▶ Problem set
• 1. Reproduce word for word the part of the article on the West Forsyth senior's kidney transplant that opens with the words containing "By Janie Peterson" and closes with "easy one, however.".
• 2. Carry the story of the West Forsyth senior's kidney transplant forward from the point where it stops.

▶ Passage
-=-=-

A wish come true: West Forsyth senior celebrates one year after successful kidney transplant

Published 12:09 am Thursday, December 29, 2022

By Janie Peterson
For the Clemmons Courier

For many, the new year means new goals and resolutions.
But for West Forsyth senior Kate Plemmons, it means celebrating the gift of life.
Jan. 26 will mark the one-year-anniversary of Kate’s kidney transplant, and thanks to the Make-A-Wish Foundation, she will be packing her bags for her dream vacation. The journey to this point has not been an easy one, however.
One morning when she was in the seventh grade, Plemmons woke up with her ankles swollen, but went to school anyway.
“I came home and my knees were the size of a mini basketball,” Plemmons said.
Prior to that morning, there had been no signs of anything wrong, but her family had a history of congestive heart failure and was beginning to worry.
“I ended up going to the hospital and found out I was in stage three kidney failure,” Plemmons said.
She was put on a high dose of steroids and chemotherapy.
“I was on steroids for a year, and chemo for about six months and lost all my hair at age 13. It was rough,” Plemmons said.

-=-=-

▶ Data records

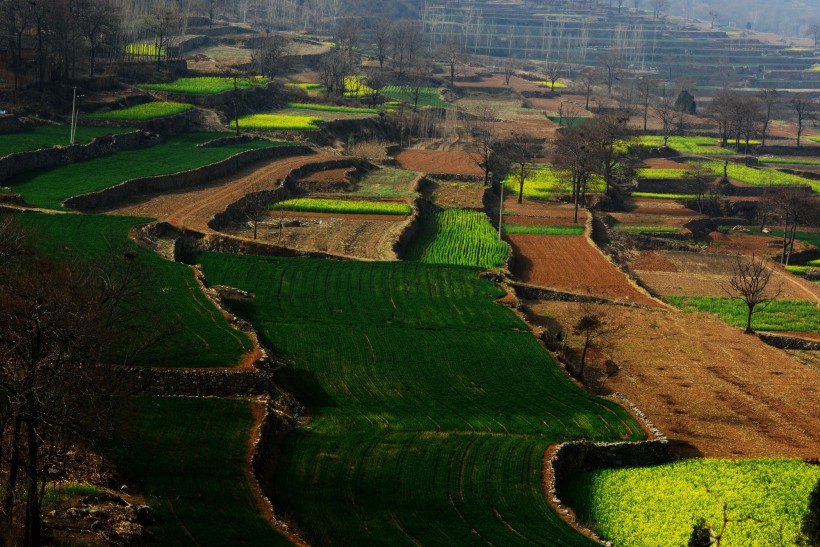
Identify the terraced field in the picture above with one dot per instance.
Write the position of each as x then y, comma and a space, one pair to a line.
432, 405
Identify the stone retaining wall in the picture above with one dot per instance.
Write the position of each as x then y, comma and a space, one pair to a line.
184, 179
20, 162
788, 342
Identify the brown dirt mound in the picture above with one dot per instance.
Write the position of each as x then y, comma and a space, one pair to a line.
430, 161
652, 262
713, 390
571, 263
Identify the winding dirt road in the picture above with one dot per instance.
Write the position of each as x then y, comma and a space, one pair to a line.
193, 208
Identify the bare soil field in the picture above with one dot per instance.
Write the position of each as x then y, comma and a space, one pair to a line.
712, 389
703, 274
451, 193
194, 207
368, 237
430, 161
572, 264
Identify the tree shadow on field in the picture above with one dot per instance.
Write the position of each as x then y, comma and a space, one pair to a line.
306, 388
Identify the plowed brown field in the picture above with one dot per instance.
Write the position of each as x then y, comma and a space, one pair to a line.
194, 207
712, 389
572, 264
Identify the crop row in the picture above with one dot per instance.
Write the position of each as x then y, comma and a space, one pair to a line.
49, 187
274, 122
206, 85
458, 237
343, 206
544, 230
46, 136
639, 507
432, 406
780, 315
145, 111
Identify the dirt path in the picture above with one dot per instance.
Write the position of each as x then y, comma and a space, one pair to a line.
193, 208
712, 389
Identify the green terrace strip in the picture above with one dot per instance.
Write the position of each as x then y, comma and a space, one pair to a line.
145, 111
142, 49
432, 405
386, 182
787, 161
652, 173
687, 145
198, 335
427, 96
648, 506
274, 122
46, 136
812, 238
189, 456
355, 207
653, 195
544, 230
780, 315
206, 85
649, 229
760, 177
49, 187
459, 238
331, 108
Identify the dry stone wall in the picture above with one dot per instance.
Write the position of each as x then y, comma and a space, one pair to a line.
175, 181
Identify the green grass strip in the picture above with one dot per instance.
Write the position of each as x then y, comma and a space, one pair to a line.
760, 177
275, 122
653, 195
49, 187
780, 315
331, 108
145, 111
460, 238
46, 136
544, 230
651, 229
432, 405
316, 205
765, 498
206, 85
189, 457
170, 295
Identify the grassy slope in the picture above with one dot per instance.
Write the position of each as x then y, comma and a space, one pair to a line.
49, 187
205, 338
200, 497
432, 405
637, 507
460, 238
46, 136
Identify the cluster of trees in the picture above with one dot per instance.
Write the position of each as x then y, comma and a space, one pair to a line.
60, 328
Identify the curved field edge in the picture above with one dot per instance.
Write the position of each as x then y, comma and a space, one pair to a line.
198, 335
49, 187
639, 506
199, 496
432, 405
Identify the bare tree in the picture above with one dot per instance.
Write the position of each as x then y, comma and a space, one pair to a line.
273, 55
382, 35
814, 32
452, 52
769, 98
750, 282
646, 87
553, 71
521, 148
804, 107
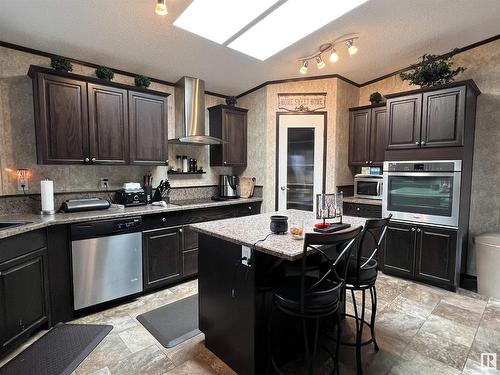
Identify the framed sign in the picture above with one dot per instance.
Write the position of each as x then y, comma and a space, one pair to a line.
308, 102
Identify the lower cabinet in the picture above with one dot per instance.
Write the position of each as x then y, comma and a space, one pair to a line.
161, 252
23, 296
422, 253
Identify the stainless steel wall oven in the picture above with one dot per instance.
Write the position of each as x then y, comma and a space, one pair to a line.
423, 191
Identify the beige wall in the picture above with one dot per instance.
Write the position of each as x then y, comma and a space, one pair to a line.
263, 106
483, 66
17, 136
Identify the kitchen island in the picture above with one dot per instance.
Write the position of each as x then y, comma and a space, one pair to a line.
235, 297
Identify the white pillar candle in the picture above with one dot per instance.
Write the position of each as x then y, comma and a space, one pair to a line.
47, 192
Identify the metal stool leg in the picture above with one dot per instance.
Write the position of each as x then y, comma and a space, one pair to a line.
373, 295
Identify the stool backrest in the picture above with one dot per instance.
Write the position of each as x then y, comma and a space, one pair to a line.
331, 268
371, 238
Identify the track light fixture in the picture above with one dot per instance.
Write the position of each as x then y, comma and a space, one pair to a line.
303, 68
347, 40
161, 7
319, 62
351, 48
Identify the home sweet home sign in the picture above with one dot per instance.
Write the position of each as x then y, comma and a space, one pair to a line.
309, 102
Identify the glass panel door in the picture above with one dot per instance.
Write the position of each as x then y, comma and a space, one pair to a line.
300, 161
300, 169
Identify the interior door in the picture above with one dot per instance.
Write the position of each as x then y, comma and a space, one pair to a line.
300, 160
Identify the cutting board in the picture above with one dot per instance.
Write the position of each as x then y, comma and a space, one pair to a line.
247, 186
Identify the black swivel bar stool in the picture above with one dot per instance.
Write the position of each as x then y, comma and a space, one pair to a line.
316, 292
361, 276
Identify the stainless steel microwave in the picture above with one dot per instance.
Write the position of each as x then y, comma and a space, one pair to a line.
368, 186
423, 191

-=-=-

▶ Answers in order
• 1.
By Janie Peterson
For the Clemmons Courier

For many, the new year means new goals and resolutions.
But for West Forsyth senior Kate Plemmons, it means celebrating the gift of life.
Jan. 26 will mark the one-year-anniversary of Kate’s kidney transplant, and thanks to the Make-A-Wish Foundation, she will be packing her bags for her dream vacation. The journey to this point has not been an easy one, however.

• 2.
Plemmons was told that once she reached stage five kidney failure, she would need a transplant. The time came in September of last year, just before she turned 18, when she began having seizures.
“I had about 12 seizures within four hours and ended up finding out that I was in stage five kidney failure and was put on dialysis immediately and was on dialysis for four months until I got the kidney,” Plemmons said.
The process of finding a compatible kidney proved to be stressful. She was placed on an active transplant list, which can take up to five years to receive a kidney.
“For me it was just a waiting game until I was able to find a match, but everybody who got tested to give a kidney to me wasn’t a match,” Plemmons said.
Until she received a life-changing call.
“I got a call two weeks before my transplant saying that there’s a deceased owner who was a perfect match for me and to come into the hospital by ten o’clock that night,” Plemmons said.
She and her family had two hours to pack their bags and race to the hospital before the kidney was given to someone else.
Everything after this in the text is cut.